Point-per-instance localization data
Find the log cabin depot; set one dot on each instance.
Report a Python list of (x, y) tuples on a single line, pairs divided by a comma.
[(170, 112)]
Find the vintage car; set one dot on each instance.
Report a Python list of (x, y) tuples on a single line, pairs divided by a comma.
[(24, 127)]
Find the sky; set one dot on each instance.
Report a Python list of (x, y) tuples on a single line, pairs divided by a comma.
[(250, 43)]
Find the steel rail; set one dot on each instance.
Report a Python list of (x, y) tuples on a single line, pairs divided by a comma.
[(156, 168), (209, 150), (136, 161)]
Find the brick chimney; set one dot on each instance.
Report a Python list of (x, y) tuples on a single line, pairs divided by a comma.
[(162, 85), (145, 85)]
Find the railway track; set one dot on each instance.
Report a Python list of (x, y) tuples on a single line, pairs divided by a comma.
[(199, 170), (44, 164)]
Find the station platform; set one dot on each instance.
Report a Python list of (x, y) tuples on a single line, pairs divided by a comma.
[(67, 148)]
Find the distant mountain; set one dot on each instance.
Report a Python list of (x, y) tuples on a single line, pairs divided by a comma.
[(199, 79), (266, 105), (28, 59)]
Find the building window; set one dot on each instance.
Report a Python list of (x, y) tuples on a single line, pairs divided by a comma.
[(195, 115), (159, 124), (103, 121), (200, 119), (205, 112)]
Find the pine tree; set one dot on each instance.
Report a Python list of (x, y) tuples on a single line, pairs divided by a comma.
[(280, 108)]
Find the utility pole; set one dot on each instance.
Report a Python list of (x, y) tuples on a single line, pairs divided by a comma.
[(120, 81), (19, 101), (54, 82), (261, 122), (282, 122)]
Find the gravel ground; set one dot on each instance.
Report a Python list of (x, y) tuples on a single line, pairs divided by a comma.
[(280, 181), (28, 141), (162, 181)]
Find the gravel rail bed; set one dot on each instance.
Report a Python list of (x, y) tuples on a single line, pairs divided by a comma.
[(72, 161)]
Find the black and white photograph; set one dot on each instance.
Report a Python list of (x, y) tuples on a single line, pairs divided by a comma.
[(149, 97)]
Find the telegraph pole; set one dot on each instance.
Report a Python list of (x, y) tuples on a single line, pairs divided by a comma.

What you will do: Copy each line of the data that contains the word "pole", leaving the other lines out.

Result for this exercise:
Find the utility pole; set one dot on each instance.
Find the telegraph pole; set one dot on each instance.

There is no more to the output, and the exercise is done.